Exercises to complete ▸
(1) From the court passage on Hayes's sentence credit, extract the part that opens with the words containing "Hayes states that, in" and closes with "days. [Record No.".
(2) In the court passage on Hayes's sentence credit, what length did the federal court later reduce Hayes's prison term to?

── Selected extract

Hayes states that, in February 2007, while he was in Florida state custody, federal
Drug Enforcement Administration agents arrested him and prevented him from bonding
out on a pending state drug charge. [Record No. 1 at 3; Record No. 4 at 5] Hayes remained
in state custody. In November 2007, the Florida state court found Hayes guilty of
possessing marijuana and sentenced him to the time he had served: 279 days. [Record No.
4-1 at 1] Around this same time, the United States District Court for the Middle District
of Florida accepted Hayes’s guilty plea to conspiring to possess with the intent to distribute
and to distributing five kilograms or more of a mixture or substance containing cocaine.
See United States v. Kenneth Hayes, No. 8:06-cr-505 at Record No. 85 (M.D. Fla.
November 21, 2007). Shortly thereafter (on January 25, 2008), the federal district court
sentenced Hayes to 210 months of imprisonment. See id. at Record No. 90. The court later
reduced Hayes’ prison term to 168 months. See id. at Record No. 139.
Hayes has now filed a § 2241 petition with this Court, contending that he “was not
given the appropriate amount of good time credit while being held in a Florida county jail.”
[Record No. 4 at 5] Specifically, he claims that he should receive a 279-day credit from
his federal sentence because of the time he served in Florida state custody (i.e., from
February 2007 through November 2007). [Record No. 5 at 3]
Hayes’s argument does not have merit. The calculation of a federal prisoner’s
sentence is determined by 18 U.S.C. § 3585, which provides, in pertinent part, that:
(b) A defendant shall be given credit toward the service of a term of
imprisonment for any time he has spent in official detention prior to the
date the sentence commences—
(1) as a result of the offense for which the sentence was imposed; or
(2) as a result of any other charge for which the defendant was arrested
after the commission of the offense for which the sentence was
that has not been credited against another sentence.
18 U.S.C. § 3585(b) (emphasis added).

────
── Record list

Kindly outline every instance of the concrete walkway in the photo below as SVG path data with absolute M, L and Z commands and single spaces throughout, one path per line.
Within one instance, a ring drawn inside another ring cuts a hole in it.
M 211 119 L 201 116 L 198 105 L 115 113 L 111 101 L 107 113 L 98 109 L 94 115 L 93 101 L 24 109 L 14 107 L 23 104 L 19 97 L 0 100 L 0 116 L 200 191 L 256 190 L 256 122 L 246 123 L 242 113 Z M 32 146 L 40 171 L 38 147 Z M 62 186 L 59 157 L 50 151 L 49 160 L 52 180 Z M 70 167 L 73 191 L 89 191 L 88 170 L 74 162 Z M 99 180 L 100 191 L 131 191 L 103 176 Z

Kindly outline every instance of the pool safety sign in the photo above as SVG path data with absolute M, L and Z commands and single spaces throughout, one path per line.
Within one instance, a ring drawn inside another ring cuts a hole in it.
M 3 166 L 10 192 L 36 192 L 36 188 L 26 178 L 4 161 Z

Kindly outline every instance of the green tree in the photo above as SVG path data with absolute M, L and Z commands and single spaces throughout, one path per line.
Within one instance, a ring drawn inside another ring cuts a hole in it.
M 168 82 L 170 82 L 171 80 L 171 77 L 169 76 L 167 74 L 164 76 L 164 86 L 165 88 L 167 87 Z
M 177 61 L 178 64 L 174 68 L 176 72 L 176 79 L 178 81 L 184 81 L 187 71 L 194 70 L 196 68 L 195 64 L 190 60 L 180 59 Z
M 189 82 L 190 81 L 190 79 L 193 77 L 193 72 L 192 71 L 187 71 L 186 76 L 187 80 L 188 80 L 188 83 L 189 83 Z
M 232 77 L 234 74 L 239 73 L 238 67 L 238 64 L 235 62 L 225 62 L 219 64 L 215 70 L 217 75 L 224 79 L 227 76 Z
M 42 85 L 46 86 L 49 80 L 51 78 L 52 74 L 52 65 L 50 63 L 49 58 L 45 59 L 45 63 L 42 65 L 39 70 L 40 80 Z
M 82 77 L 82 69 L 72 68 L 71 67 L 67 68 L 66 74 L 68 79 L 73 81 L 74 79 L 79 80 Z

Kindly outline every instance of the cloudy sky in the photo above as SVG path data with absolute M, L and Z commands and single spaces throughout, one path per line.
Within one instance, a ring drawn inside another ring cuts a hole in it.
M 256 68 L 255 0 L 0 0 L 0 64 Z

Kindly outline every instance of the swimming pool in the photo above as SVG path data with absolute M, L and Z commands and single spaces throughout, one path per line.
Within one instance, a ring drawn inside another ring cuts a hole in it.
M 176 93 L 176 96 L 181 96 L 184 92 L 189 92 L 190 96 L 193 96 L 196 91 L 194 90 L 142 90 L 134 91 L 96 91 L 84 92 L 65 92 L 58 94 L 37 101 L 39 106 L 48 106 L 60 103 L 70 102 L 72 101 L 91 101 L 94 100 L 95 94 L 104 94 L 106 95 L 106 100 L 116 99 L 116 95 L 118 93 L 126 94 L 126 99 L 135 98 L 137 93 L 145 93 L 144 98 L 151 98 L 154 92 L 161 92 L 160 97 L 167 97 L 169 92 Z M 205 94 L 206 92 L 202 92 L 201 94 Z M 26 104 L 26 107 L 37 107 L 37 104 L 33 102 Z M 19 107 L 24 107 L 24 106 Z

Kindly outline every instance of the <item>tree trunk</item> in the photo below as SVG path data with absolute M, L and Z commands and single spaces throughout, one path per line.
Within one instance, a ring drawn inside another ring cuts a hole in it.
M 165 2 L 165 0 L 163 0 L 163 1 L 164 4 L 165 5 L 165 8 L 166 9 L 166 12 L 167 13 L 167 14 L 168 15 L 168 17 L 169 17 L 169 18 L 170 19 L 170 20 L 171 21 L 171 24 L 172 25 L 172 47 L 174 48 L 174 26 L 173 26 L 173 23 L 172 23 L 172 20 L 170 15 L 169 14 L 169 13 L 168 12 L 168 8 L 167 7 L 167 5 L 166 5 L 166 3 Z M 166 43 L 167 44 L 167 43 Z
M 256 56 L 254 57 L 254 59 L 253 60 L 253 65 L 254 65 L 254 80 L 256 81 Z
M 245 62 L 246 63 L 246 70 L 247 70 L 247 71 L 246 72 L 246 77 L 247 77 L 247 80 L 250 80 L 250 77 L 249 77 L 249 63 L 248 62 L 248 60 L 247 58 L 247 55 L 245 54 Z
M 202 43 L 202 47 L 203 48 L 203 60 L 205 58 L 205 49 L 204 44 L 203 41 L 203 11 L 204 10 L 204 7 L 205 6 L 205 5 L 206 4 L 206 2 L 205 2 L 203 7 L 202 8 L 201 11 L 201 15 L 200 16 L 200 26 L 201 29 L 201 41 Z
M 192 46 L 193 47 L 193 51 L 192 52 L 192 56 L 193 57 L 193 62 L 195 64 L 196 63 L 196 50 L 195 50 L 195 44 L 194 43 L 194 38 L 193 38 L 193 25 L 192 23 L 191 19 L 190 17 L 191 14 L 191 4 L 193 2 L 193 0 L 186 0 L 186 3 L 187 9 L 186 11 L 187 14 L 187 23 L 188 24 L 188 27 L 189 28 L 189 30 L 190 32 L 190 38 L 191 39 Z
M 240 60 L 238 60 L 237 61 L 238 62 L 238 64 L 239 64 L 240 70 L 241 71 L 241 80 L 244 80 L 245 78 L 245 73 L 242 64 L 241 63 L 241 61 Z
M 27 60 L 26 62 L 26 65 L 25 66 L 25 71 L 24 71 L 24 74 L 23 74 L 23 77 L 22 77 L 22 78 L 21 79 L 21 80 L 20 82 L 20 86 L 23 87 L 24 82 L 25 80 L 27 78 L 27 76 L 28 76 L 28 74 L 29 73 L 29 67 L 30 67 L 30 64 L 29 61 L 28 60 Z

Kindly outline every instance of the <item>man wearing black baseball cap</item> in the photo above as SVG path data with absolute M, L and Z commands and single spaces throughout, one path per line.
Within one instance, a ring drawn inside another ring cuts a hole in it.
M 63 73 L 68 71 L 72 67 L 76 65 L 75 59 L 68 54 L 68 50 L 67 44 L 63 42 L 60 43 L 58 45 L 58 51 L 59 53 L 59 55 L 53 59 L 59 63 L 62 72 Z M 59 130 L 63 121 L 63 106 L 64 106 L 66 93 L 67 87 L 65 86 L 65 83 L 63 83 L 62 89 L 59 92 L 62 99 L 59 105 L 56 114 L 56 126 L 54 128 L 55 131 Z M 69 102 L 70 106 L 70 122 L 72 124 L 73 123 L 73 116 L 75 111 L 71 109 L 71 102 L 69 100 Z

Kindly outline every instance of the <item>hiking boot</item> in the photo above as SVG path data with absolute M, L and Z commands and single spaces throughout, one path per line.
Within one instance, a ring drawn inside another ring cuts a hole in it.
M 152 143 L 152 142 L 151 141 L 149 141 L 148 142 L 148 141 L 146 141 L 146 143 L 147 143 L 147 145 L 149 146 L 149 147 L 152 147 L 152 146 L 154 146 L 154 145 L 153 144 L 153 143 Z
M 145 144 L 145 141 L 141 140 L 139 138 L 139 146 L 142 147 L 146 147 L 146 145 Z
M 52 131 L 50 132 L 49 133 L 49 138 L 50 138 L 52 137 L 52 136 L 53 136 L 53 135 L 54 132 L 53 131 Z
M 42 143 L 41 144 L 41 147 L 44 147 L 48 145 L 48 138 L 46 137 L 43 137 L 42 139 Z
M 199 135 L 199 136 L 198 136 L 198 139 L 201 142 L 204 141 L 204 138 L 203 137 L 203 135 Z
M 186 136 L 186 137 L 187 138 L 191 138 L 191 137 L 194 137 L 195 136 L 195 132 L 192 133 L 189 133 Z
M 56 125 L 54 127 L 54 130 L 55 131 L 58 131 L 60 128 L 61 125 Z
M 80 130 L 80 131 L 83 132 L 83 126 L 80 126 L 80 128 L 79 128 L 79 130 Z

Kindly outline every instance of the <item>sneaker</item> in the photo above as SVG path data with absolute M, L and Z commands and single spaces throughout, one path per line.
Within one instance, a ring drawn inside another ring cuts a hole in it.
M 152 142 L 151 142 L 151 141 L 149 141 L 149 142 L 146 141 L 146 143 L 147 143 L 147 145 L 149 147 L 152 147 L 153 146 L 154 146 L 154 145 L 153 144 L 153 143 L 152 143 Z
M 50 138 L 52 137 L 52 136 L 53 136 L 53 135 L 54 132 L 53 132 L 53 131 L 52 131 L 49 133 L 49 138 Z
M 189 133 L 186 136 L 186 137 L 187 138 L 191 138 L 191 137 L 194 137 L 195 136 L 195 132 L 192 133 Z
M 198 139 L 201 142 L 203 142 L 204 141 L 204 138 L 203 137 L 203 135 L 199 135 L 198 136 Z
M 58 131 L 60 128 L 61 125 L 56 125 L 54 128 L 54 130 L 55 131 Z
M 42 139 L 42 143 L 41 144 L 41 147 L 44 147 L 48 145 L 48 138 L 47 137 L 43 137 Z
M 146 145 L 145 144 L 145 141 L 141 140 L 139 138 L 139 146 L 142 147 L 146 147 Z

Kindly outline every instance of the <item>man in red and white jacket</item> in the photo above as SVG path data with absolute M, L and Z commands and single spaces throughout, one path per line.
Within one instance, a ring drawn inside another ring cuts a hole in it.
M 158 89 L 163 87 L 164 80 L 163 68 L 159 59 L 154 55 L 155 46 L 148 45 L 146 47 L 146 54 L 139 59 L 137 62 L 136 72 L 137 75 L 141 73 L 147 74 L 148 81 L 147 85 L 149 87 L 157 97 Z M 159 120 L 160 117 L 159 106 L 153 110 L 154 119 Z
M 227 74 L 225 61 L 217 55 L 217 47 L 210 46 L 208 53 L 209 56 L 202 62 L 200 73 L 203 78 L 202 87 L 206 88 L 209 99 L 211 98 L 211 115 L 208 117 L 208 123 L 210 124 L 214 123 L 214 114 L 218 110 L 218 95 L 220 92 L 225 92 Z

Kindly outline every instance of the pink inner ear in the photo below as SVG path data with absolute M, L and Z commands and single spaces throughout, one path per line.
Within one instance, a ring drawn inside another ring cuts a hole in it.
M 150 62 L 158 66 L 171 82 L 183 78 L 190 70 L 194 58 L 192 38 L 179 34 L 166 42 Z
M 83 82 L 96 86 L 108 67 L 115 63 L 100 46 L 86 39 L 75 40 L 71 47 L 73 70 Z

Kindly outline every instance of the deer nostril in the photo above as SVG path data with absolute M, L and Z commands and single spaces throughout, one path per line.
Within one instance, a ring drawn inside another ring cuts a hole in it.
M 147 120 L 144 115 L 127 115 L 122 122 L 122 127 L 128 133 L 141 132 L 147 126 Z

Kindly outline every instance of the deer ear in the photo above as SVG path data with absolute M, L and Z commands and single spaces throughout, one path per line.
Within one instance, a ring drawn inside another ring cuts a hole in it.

────

Answers below ▸
(1)
Hayes states that, in February 2007, while he was in Florida state custody, federal
Drug Enforcement Administration agents arrested him and prevented him from bonding
out on a pending state drug charge. [Record No. 1 at 3; Record No. 4 at 5] Hayes remained
in state custody. In November 2007, the Florida state court found Hayes guilty of
possessing marijuana and sentenced him to the time he had served: 279 days. [Record No.

(2) 168 months.